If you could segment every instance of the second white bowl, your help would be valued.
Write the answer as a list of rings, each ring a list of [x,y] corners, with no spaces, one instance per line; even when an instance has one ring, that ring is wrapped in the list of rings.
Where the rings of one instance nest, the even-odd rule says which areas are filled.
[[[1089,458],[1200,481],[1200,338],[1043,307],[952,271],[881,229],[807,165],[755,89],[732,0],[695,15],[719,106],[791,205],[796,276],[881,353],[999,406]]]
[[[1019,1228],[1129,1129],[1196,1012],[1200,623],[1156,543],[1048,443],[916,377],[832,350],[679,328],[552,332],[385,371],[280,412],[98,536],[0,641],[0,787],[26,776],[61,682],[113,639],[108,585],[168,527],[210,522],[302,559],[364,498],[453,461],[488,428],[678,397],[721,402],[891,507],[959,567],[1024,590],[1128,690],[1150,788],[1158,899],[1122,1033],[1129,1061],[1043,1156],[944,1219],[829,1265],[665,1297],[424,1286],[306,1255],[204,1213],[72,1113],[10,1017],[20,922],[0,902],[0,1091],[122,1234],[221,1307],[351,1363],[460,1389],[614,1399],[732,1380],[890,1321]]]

□ □ □ □

**Work item**.
Copy every line that appears above, with each word kept as it is.

**Expected output**.
If you could segment every instance of the second white bowl, your help would be valued.
Write the answer as a list of rings, each ring a list of [x,y] corners, with no spaces, one instance per line; even when an instance has one ring, that ring is wrapped in the list of rings.
Where the rings of one instance nest, the even-odd rule says which areas are filled.
[[[1089,458],[1200,481],[1200,338],[1043,307],[952,271],[881,229],[807,165],[755,89],[732,0],[695,15],[719,106],[791,205],[796,276],[881,353],[999,406]]]
[[[1019,1228],[1129,1129],[1196,1012],[1200,623],[1156,543],[1048,443],[916,377],[832,350],[679,328],[552,332],[385,371],[280,412],[98,536],[0,641],[0,787],[26,776],[61,682],[113,639],[108,585],[168,527],[210,522],[302,559],[364,498],[453,461],[488,428],[678,397],[721,402],[891,507],[959,567],[1024,590],[1128,690],[1150,788],[1158,899],[1122,1033],[1129,1061],[1043,1156],[944,1219],[829,1265],[665,1297],[424,1286],[306,1255],[204,1213],[72,1113],[10,1017],[20,922],[0,902],[0,1091],[122,1234],[221,1307],[351,1363],[460,1389],[614,1399],[732,1380],[890,1321]]]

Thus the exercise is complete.